### Problem description
A complete copy of the entries, exactly as written, is the expected result.

### Data for processing
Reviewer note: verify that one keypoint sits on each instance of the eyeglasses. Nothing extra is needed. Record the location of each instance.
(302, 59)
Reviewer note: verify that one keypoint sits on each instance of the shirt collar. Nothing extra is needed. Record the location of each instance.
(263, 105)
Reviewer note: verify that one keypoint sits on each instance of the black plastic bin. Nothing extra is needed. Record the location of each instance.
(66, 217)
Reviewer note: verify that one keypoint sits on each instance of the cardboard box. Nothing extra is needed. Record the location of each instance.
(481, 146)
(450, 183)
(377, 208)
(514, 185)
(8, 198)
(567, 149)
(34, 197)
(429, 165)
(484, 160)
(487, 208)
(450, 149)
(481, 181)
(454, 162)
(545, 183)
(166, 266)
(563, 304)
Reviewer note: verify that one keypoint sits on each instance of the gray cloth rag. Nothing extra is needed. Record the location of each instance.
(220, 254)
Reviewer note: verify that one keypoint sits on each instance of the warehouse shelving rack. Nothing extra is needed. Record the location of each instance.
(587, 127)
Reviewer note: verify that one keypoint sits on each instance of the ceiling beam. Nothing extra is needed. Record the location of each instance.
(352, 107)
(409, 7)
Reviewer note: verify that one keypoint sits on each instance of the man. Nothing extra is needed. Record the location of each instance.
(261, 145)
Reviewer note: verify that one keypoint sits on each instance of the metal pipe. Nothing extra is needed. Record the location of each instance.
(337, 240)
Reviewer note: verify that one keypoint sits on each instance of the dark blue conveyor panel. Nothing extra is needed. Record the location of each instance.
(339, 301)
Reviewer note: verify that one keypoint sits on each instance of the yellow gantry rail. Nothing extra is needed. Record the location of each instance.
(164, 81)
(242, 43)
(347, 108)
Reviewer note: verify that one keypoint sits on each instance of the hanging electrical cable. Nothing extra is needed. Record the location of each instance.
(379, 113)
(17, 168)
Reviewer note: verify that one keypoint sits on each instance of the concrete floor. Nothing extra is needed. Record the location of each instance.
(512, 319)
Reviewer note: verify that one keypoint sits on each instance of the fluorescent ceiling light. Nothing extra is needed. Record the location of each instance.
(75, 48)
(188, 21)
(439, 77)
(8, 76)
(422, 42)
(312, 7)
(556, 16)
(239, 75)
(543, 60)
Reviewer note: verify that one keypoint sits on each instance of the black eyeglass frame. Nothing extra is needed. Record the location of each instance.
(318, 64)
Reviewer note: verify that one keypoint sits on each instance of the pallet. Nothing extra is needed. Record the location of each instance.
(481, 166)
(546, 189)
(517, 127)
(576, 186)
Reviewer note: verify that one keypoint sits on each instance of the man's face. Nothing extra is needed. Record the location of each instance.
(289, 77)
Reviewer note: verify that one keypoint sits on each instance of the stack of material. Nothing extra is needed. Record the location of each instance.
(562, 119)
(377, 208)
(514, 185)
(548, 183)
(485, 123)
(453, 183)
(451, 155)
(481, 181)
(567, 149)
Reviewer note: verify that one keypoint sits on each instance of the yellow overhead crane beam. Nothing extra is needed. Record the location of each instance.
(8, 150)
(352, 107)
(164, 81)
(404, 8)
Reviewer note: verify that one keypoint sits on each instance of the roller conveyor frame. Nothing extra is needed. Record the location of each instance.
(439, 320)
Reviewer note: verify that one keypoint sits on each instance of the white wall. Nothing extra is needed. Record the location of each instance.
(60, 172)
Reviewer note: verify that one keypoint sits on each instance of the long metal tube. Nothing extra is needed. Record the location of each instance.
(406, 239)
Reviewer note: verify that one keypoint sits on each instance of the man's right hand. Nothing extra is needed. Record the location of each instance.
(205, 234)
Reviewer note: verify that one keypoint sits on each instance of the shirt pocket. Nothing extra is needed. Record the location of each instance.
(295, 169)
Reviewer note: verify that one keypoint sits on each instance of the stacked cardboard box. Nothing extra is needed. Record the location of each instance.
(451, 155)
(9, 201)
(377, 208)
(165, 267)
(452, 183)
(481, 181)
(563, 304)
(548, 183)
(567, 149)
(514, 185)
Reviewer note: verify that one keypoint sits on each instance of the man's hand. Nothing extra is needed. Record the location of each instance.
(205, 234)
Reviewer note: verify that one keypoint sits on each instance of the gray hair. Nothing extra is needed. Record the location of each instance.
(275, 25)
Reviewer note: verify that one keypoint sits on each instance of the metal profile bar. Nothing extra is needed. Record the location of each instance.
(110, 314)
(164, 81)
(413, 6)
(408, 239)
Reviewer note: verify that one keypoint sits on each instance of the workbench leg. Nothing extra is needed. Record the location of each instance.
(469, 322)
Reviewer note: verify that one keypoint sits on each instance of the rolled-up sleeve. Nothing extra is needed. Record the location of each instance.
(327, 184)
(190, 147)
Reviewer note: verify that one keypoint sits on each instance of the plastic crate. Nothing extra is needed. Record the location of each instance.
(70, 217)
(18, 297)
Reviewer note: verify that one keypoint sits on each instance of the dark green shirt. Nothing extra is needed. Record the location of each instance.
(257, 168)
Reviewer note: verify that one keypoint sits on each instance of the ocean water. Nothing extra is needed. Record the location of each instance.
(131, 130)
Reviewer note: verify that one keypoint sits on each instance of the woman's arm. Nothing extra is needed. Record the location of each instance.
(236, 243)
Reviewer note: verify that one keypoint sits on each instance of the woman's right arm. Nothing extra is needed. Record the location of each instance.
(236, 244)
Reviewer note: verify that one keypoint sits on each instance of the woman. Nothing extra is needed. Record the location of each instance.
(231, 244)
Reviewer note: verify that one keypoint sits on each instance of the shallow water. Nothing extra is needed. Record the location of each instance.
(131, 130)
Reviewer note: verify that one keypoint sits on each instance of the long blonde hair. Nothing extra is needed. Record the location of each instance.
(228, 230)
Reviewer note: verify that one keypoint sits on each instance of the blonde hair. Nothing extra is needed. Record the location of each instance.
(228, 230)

### Exercise answer
Reviewer note: verify that one keypoint sits on each instance of the eyeglasses. Nothing extra is needed. Record the location of each instance.
(302, 59)
Reviewer note: verify that one keypoint sits on each instance of the shirt collar. Nothing extra is needed. Record the location of each instance.
(263, 105)
Reviewer note: verify that one keypoint sits on each instance of the black plastic bin. Nothing extra is needed. Record the location of each instance.
(66, 217)
Reviewer note: verify that one keypoint sits on each instance of the cardboard box. Nothing extra is needed. Record the location of each instance.
(481, 146)
(450, 183)
(377, 208)
(514, 185)
(8, 198)
(567, 149)
(34, 197)
(429, 165)
(484, 160)
(487, 208)
(450, 149)
(481, 181)
(454, 162)
(545, 183)
(166, 266)
(563, 304)
Reviewer note: verify that one keypoint sits on each instance of the gray cloth rag. Nothing extra is needed. Record the location of each instance.
(220, 254)
Reviewer note: verify that one keypoint sits on each instance of the warehouse shelving rack. Nothing extra is needed. Record the location of each instance.
(587, 127)
Reviewer note: verify that one keypoint sits on each instance of the ceiling beam. Nothing extra is needed. Record the location of each instance.
(352, 107)
(409, 7)
Reviewer note: verify that one keypoint sits on each instance of the man. Nothing extra is needed. Record the location of each instance.
(261, 145)
Reviewer note: verify that one keypoint sits on each instance of the metal pipe. Nothing extra is needed. Record the location of each instance.
(337, 240)
Reviewer note: verify that one keypoint sits on each instance of the dark blue conveyor panel. Nothing extra is needed. Record the location of each instance.
(339, 301)
Reviewer note: verify that one keypoint sits on each instance of the yellow gantry rail. Nothing extra is needed. Record the location of each instance.
(164, 81)
(242, 43)
(347, 108)
Reviewer note: verify that one keypoint sits on each instance of the hanging electrical cable. Nothing extra is needed. Record the location of each instance.
(379, 113)
(17, 168)
Reviewer note: verify that one keypoint sits on each instance of the concrete floor. Nothing extra is needed. Record the location of each instance.
(512, 319)
Reviewer note: verify that one keypoint sits on each instance of the fluorescent ceiling light. Nothing extra is needed. Record the location of each instance.
(75, 48)
(188, 21)
(439, 77)
(8, 76)
(422, 42)
(312, 7)
(556, 16)
(239, 75)
(543, 60)
Reviewer note: verify that one keypoint sits on each instance of the black eyeglass frame. Nothing extra is needed. Record the location of each instance.
(318, 64)
Reviewer note: verify that one keypoint sits on each instance of the pallet. Nothing extra is needed. Record the location of each instance.
(481, 166)
(546, 189)
(517, 127)
(576, 186)
Reviewer note: verify that one keypoint sits on each instance of the man's face. Nothing extra is needed. Record the location of each instance.
(289, 77)
Reviewer note: verify that one keypoint sits on each instance of the stack of material. Nothing extra is needed. Record the location of each instance.
(562, 119)
(377, 208)
(514, 185)
(548, 183)
(485, 123)
(453, 183)
(451, 155)
(481, 181)
(567, 149)
Reviewer note: verify that one keypoint sits on each instance of the yellow overhead crane beam. Nothing extra is needed. Record the location of each instance.
(8, 150)
(352, 107)
(164, 81)
(404, 8)
Reviewer note: verify that one keypoint sits on each instance of the roller conveyor frame. Nothing extra is needed. Record the location of each instance.
(439, 320)
Reviewer note: verify that one keypoint sits on each instance of the white wall. Nothing extra is needed. Record the location of each instance.
(60, 172)
Reviewer note: verify that one keypoint sits on each instance of the long metal tube. Nothing extra is needed. Record the location of each instance.
(406, 239)
Reviewer note: verify that one keypoint sits on each instance of the man's right hand. Nothing extra is needed. Record the location of each instance.
(205, 234)
Reviewer note: verify that one keypoint sits on each instance of the shirt pocket. Nothing extra is needed. Record the location of each instance.
(295, 169)
Reviewer note: verify that one keypoint sits on each instance of the stacked cardboard box. Nothing extra is needed. Record the location of each instance.
(451, 155)
(9, 201)
(377, 208)
(165, 267)
(452, 183)
(481, 181)
(563, 304)
(548, 183)
(567, 149)
(514, 185)
Reviewer note: verify that one keypoint sits on each instance of the man's hand. Nothing extra is needed. Record the location of each instance.
(205, 234)
Reviewer note: verify that one keypoint sits on each instance of the gray hair. Nothing extra is needed. Record the location of each instance.
(275, 25)
Reviewer note: verify that one keypoint sits on each instance of the metal profile bar. Nothing extra is needed. Record the location of each instance.
(110, 314)
(164, 81)
(413, 6)
(408, 239)
Reviewer note: verify that one keypoint sits on each instance of the workbench leg. Nothing extra is needed. Record the location of each instance.
(469, 322)
Reviewer note: verify that one keypoint sits on each instance of the rolled-up sleeve. Nothing extra is needed. Record the location of each instance.
(327, 184)
(190, 147)
Reviewer note: verify that one keypoint sits on each instance of the plastic crate. Nothing extra is needed. Record the location of each instance.
(70, 217)
(18, 297)
Reviewer note: verify that one keypoint sits on each instance of the dark green shirt. Nothing extra is needed. Record the location of each instance.
(257, 168)
Reviewer note: verify that one keypoint sits on each instance of the ocean water. Nothing extra is needed. Record the location of each instance.
(131, 130)
Reviewer note: verify that one keypoint sits on each instance of the woman's arm. Nothing extra is needed. Record the location of each instance.
(236, 243)
Reviewer note: verify that one keypoint sits on each instance of the woman's right arm. Nothing extra is needed. Record the location of each instance.
(236, 244)
Reviewer note: verify that one keypoint sits on each instance of the woman. Nothing extra is needed. Record the location of each instance.
(231, 244)
Reviewer note: verify that one keypoint sits on each instance of the shallow water. Nothing extra is needed. Record the location of each instance.
(131, 130)
Reviewer note: verify that one keypoint sits on each instance of the long blonde hair. Nothing extra is needed. Record the location of each instance.
(228, 230)
Reviewer note: verify that one keypoint sits on each instance of the blonde hair. Nothing extra is needed. Record the location of each instance.
(228, 230)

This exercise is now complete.